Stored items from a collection
══════════

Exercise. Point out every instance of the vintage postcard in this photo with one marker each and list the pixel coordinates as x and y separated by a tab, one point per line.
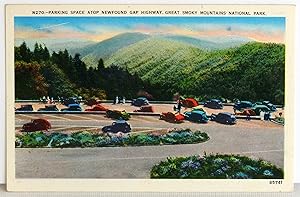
165	98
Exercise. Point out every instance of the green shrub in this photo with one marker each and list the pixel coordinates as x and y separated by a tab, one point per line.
86	139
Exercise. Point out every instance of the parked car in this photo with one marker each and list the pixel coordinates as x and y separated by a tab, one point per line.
189	103
68	101
246	112
259	108
37	125
214	104
92	102
147	108
224	118
97	107
271	106
140	102
172	117
196	116
118	126
72	107
25	108
199	108
116	114
49	108
242	105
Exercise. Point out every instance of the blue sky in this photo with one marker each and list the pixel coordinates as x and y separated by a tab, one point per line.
266	29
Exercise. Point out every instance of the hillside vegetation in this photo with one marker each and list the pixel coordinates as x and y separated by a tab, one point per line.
92	53
130	63
253	71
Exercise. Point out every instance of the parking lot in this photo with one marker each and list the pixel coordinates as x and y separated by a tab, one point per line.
255	138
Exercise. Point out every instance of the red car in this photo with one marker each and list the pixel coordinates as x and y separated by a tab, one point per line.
97	108
189	103
37	125
172	117
92	102
247	112
145	109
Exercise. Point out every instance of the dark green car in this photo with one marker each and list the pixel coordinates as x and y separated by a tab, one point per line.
259	108
117	115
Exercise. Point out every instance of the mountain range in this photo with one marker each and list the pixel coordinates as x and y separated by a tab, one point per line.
105	49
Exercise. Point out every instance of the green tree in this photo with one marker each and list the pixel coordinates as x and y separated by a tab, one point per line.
29	83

══════════

## EXERCISE DESCRIPTION
All that the answer may hold is the lines from the one with "Exercise. Point out every instance of the red" through the end of the data, set down exactly as they appear.

## RESPONSE FOR THIS EXERCISE
Exercise. Point out every instance of the red car in this photo with one marker each and list the pixel coordinates as x and y separated by a tab, one point per line.
97	108
189	103
37	125
172	117
92	102
247	112
145	109
Exercise. Point out every instance of the dark green car in this photo with one marker each and list the pixel coordinates as x and y separated by a tab, one point per line.
259	108
117	115
Exercise. Point out every instance of the mountain range in this photo with one marker each and list the pixel coordinates as x and y separated by a tab, one point per line.
105	49
Exercise. Point out every instance of the green tree in this photo with one marker each and list the pixel coordinates as x and y separated by a tab, one point per line.
29	83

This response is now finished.